Source records
# # #
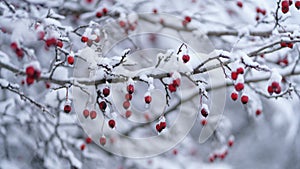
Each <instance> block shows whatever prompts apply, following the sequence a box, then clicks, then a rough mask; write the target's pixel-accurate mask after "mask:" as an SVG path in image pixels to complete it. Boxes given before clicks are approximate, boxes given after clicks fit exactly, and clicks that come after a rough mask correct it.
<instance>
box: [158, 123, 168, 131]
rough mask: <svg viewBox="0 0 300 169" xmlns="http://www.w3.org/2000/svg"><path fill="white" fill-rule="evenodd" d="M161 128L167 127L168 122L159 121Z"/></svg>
mask: <svg viewBox="0 0 300 169" xmlns="http://www.w3.org/2000/svg"><path fill="white" fill-rule="evenodd" d="M159 125H160V128H161V130H163V129H165V128H166V127H167V122H165V121H162V122H160V123H159Z"/></svg>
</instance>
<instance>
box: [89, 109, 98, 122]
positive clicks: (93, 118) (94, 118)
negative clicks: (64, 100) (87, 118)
mask: <svg viewBox="0 0 300 169" xmlns="http://www.w3.org/2000/svg"><path fill="white" fill-rule="evenodd" d="M90 117H91V119H92V120H93V119H95V118H96V117H97V112H96V111H95V110H92V111H91V112H90Z"/></svg>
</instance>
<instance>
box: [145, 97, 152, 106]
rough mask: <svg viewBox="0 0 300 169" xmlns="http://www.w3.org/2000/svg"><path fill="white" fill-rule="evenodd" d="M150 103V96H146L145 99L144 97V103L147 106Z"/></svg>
mask: <svg viewBox="0 0 300 169" xmlns="http://www.w3.org/2000/svg"><path fill="white" fill-rule="evenodd" d="M151 101H152V97H151V96H146V97H145V102H146V103H147V104H149V103H150V102H151Z"/></svg>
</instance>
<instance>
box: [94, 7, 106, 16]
mask: <svg viewBox="0 0 300 169" xmlns="http://www.w3.org/2000/svg"><path fill="white" fill-rule="evenodd" d="M107 13H108V10H107V8H102V11H98V12H97V13H96V17H97V18H101V17H102V16H104V15H107Z"/></svg>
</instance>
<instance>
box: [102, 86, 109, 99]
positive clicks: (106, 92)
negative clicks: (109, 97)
mask: <svg viewBox="0 0 300 169" xmlns="http://www.w3.org/2000/svg"><path fill="white" fill-rule="evenodd" d="M102 93H103V96H104V97H107V96H108V95H109V94H110V89H109V88H107V87H106V88H104V89H103V90H102Z"/></svg>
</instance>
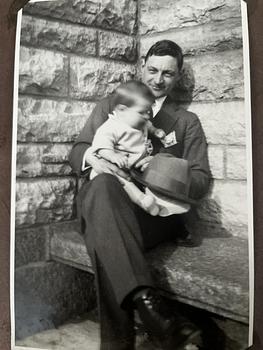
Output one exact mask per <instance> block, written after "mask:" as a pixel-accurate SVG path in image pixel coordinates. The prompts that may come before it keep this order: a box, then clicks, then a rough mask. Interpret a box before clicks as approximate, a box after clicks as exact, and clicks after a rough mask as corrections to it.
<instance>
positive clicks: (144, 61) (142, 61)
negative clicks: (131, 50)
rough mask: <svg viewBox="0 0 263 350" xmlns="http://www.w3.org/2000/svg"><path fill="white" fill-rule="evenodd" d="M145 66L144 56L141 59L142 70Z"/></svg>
mask: <svg viewBox="0 0 263 350" xmlns="http://www.w3.org/2000/svg"><path fill="white" fill-rule="evenodd" d="M145 64H146V61H145V56H142V57H141V66H142V68H143V67H144V66H145Z"/></svg>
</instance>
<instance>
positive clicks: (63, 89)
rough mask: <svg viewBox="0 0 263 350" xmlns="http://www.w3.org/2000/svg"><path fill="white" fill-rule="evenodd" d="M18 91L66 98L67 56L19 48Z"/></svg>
mask: <svg viewBox="0 0 263 350" xmlns="http://www.w3.org/2000/svg"><path fill="white" fill-rule="evenodd" d="M19 91H20V92H23V93H29V94H38V95H51V96H66V95H67V93H68V58H67V56H65V55H63V54H60V53H55V52H52V51H46V50H40V49H33V48H26V47H23V46H21V49H20V61H19Z"/></svg>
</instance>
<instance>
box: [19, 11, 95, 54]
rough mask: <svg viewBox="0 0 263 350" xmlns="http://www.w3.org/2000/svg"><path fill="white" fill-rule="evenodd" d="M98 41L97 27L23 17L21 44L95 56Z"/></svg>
mask: <svg viewBox="0 0 263 350" xmlns="http://www.w3.org/2000/svg"><path fill="white" fill-rule="evenodd" d="M96 42H97V35H96V30H95V29H92V28H86V27H83V26H79V25H75V24H73V25H72V24H66V23H63V22H54V21H49V20H45V19H41V18H35V17H32V16H23V17H22V26H21V44H26V45H30V46H36V47H37V48H47V49H51V50H52V49H53V50H58V51H66V52H70V53H79V54H81V55H93V56H94V55H95V54H96Z"/></svg>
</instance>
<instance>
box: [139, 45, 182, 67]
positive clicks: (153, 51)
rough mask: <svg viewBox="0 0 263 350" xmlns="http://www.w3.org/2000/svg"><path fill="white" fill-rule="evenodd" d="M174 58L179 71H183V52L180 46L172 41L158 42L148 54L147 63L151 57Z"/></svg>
mask: <svg viewBox="0 0 263 350" xmlns="http://www.w3.org/2000/svg"><path fill="white" fill-rule="evenodd" d="M153 55H154V56H172V57H175V58H176V59H177V64H178V69H179V70H181V69H182V67H183V63H184V58H183V52H182V49H181V48H180V46H179V45H177V44H176V43H175V42H173V41H171V40H160V41H157V42H156V43H155V44H154V45H153V46H152V47H151V48H150V49H149V51H148V52H147V54H146V56H145V62H146V61H147V60H148V58H149V57H150V56H153Z"/></svg>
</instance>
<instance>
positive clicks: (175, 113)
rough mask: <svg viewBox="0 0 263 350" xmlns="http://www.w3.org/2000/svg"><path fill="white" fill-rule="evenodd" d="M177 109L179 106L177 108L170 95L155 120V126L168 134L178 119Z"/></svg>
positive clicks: (154, 123) (167, 97)
mask: <svg viewBox="0 0 263 350" xmlns="http://www.w3.org/2000/svg"><path fill="white" fill-rule="evenodd" d="M177 109H178V106H176V104H175V103H174V102H173V100H172V98H171V97H170V96H169V95H168V96H167V98H166V99H165V100H164V102H163V105H162V108H161V109H160V111H159V112H158V113H157V114H156V116H155V118H154V122H153V124H154V126H155V127H156V128H161V129H163V130H164V131H165V132H166V133H168V132H169V131H170V129H171V128H172V126H173V125H174V123H175V121H176V120H177V118H178V115H177V113H175V112H176V110H177Z"/></svg>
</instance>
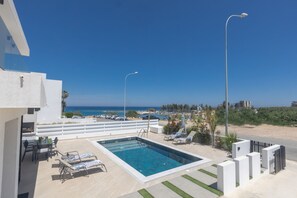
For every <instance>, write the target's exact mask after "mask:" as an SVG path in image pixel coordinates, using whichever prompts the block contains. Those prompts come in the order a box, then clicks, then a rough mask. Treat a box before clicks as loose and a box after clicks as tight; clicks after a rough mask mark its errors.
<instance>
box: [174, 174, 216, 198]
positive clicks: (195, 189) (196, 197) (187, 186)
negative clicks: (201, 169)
mask: <svg viewBox="0 0 297 198" xmlns="http://www.w3.org/2000/svg"><path fill="white" fill-rule="evenodd" d="M169 182H170V183H172V184H173V185H175V186H176V187H178V188H180V189H181V190H183V191H185V192H186V193H188V194H189V195H191V196H192V197H195V198H217V197H218V196H217V195H216V194H214V193H212V192H210V191H208V190H206V189H204V188H202V187H200V186H198V185H197V184H195V183H193V182H191V181H189V180H187V179H185V178H183V177H177V178H174V179H171V180H169Z"/></svg>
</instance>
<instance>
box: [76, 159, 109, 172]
mask: <svg viewBox="0 0 297 198" xmlns="http://www.w3.org/2000/svg"><path fill="white" fill-rule="evenodd" d="M101 164H103V163H102V162H101V161H100V160H92V161H89V162H81V163H78V164H74V165H72V168H73V169H74V170H80V169H89V168H92V167H95V166H98V165H101Z"/></svg>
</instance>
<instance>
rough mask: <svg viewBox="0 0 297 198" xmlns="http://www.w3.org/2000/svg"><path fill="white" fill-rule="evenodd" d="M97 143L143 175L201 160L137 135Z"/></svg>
mask: <svg viewBox="0 0 297 198" xmlns="http://www.w3.org/2000/svg"><path fill="white" fill-rule="evenodd" d="M98 143H99V144H101V145H102V146H104V147H105V148H106V149H108V150H109V151H111V152H112V153H113V154H114V155H116V156H117V157H119V158H120V159H122V160H123V161H124V162H126V163H127V164H129V165H130V166H132V167H133V168H134V169H136V170H137V171H138V172H140V173H141V174H143V175H144V176H150V175H153V174H156V173H160V172H163V171H166V170H170V169H172V168H177V167H179V166H182V165H185V164H189V163H192V162H196V161H199V160H201V159H200V158H198V157H195V156H192V155H189V154H186V153H183V152H180V151H177V150H174V149H171V148H168V147H165V146H162V145H159V144H156V143H153V142H150V141H147V140H145V139H142V138H138V137H133V138H123V139H116V140H107V141H99V142H98Z"/></svg>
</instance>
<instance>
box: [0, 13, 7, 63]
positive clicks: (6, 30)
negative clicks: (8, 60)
mask: <svg viewBox="0 0 297 198" xmlns="http://www.w3.org/2000/svg"><path fill="white" fill-rule="evenodd" d="M6 35H7V29H6V27H5V25H4V22H3V21H2V19H1V17H0V68H4V55H5V43H6Z"/></svg>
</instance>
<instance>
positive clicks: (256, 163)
mask: <svg viewBox="0 0 297 198" xmlns="http://www.w3.org/2000/svg"><path fill="white" fill-rule="evenodd" d="M247 157H248V158H249V166H250V168H249V173H250V174H249V175H250V177H252V178H257V177H258V176H259V175H260V174H261V161H260V153H257V152H252V153H249V154H248V155H247Z"/></svg>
# # #
> _Exercise details_
Select every line of the records that contains the string "positive", and copy each one out. Case counts.

> _Task answer_
positive clicks: (93, 118) (94, 118)
positive clicks: (106, 92)
positive clicks: (144, 61) (142, 61)
positive clicks: (63, 89)
positive clicks: (153, 51)
positive clicks: (175, 113)
positive clicks: (154, 123) (167, 97)
positive clicks: (195, 189) (196, 197) (187, 186)
positive clicks: (6, 30)
positive clicks: (256, 163)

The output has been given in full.